**WHAT YOU NEED TO DO**
List every line in the material below that contains the word "cheek". Case matters.

___ PROVIDED MATERIAL

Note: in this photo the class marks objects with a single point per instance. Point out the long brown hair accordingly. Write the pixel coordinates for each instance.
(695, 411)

______
___ PROVIDED MATERIAL

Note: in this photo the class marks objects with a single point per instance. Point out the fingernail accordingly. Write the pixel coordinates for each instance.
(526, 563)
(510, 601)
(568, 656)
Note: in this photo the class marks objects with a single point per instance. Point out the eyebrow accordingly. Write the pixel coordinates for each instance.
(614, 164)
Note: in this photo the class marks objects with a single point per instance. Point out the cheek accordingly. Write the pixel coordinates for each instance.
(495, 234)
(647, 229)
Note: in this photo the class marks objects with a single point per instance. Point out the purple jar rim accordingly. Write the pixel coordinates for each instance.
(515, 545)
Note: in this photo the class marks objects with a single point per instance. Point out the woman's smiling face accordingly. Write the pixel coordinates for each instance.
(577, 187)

______

**TASK RESPONSE**
Note: in this photo the class marks objects with a single point per instance. Point out the cheek accordingly. Write the pixel coordinates for each instance.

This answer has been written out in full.